ACTIVITY >>
The complete listing that follows is to be set down again, exactly as it appears.

● ● ●

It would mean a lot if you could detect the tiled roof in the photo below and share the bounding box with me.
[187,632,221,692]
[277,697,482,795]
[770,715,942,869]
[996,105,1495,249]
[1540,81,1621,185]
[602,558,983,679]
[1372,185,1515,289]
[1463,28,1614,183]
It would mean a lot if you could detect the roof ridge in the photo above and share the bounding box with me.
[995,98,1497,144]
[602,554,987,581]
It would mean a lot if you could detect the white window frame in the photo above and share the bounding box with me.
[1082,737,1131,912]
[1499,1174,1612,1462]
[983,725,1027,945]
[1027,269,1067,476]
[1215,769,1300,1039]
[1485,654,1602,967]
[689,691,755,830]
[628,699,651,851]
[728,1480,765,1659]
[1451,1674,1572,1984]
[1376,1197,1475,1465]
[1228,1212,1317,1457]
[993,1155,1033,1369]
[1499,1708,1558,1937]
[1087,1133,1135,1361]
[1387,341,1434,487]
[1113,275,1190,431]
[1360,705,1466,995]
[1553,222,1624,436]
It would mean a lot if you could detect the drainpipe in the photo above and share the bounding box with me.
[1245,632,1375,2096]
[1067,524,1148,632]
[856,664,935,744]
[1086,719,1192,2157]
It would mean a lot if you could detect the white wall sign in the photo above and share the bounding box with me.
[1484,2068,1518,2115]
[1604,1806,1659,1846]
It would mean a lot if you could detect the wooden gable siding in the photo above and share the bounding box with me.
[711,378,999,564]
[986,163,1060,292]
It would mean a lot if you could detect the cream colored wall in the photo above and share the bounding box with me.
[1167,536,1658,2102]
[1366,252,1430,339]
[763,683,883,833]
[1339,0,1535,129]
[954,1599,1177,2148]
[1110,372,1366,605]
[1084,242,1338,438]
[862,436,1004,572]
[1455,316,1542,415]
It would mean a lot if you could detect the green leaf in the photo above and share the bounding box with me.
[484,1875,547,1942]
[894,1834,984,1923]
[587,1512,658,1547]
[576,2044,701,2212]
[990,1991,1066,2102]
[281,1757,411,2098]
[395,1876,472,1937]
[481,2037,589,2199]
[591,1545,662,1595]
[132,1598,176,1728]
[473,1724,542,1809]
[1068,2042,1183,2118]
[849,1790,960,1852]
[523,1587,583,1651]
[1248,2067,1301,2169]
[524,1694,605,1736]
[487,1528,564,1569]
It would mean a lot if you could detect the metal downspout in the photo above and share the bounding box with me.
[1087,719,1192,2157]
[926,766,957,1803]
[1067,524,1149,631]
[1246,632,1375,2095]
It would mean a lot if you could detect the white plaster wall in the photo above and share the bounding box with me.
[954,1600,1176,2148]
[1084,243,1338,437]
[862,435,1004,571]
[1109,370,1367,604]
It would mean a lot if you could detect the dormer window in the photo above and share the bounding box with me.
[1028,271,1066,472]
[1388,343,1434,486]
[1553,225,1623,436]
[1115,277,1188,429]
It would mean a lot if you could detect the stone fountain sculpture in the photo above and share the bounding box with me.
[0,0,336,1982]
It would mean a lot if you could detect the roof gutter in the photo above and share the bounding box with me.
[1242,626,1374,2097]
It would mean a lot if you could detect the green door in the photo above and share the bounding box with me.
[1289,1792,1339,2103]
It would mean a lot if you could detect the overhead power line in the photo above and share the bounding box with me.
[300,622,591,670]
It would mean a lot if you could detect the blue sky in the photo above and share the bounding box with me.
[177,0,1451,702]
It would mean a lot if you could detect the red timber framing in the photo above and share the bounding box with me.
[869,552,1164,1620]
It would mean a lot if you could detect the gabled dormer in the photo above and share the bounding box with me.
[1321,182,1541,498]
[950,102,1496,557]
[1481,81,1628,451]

● ● ●

EXERCISE RESPONSE >>
It would mean a lot if you could detect the tiled roof in the photo below and share the bounding box with me.
[187,632,221,692]
[277,697,482,795]
[770,715,942,869]
[996,105,1495,249]
[1540,81,1621,185]
[602,558,983,679]
[1372,185,1515,289]
[1463,28,1614,183]
It would mean a lot if you could detect the roof ridge in the photo above and share the bounding box with me.
[995,98,1497,144]
[602,554,987,581]
It would mean a lot if you could detect the white window frame in the photo above and share the bounding box with me.
[1082,737,1131,912]
[1499,1174,1612,1462]
[983,725,1027,945]
[1027,269,1067,476]
[1215,769,1300,1039]
[1485,654,1602,967]
[689,691,755,830]
[628,699,651,851]
[728,1480,765,1659]
[1451,1674,1572,1984]
[1376,1197,1475,1465]
[1228,1212,1317,1457]
[993,1155,1033,1369]
[1499,1708,1558,1937]
[1087,1133,1135,1361]
[1387,341,1434,487]
[1113,275,1190,431]
[1360,705,1466,995]
[1553,222,1624,436]
It would mean a lot if you could detect the drainpipe in the photo above and share the bounding box with me.
[1245,632,1375,2096]
[1067,524,1148,632]
[856,664,935,744]
[1086,719,1192,2157]
It would mean a lot if you could detect the white wall sign in the photo above and share the bounding box with me.
[1484,2068,1518,2115]
[1604,1806,1659,1846]
It would mean a lot if you could detect the wooden gable siding in the photo above and share the bounding box with me.
[711,378,999,564]
[986,163,1060,292]
It would mean a lot if you could detect the cream colored wall in the photo above and share the bounding box with me.
[1167,536,1658,2102]
[1366,252,1430,339]
[763,683,883,833]
[1339,0,1535,129]
[954,1599,1177,2148]
[1110,372,1366,605]
[1084,242,1338,438]
[862,436,1004,572]
[1455,316,1542,415]
It would mean a lot if you could detect the green leaf in the photo above and share the bounding box with me.
[484,1875,547,1942]
[894,1834,984,1923]
[587,1512,658,1547]
[576,2044,701,2212]
[990,1991,1066,2102]
[281,1757,411,2098]
[395,1876,472,1937]
[481,2037,589,2199]
[591,1545,662,1595]
[132,1598,176,1728]
[473,1724,542,1809]
[1068,2042,1183,2118]
[849,1790,960,1852]
[523,1587,583,1651]
[1248,2067,1301,2169]
[524,1694,605,1736]
[487,1528,564,1569]
It would mean a lot if you could detect the metal downspout in the photo above and share the bounding box with me.
[1087,719,1192,2157]
[926,766,957,1803]
[1067,524,1149,631]
[1246,632,1375,2095]
It would mean a lot if you could detect the white plaster wall in the photo above and share the bounding box with me.
[954,1600,1176,2148]
[1084,243,1338,437]
[862,435,1004,571]
[1109,370,1367,604]
It would mean a lot if you could detect the dormer window in the photo above and share the bounding box with me.
[1028,271,1066,472]
[1388,343,1434,486]
[1553,225,1623,436]
[1115,277,1188,429]
It would mean a lot if you could detect the stone fountain sculpture in the photo above and share the bounding box with me.
[0,0,336,1982]
It would mean a lot if you could detect the roof gutter in the photo above and share the bounding box with me.
[1242,626,1374,2097]
It would mean a lot if you could detect the green door in the photo above and share the bounding box with me.
[1289,1792,1339,2103]
It would mean a lot if you could detect the overhead power line in the photo above and share the bounding box with me.
[300,622,591,670]
It would mean a lot if you could detect the blue sky in the photo above and share the bounding box with me.
[177,0,1451,702]
It would mean a lot if you could detect the red timber framing in the photo above and share the bounding box with me.
[869,552,1164,1620]
It would mean a lot if you could detect the gabled dormer in the photo above and share the bounding box with me.
[1321,182,1541,498]
[950,102,1496,557]
[1481,81,1628,451]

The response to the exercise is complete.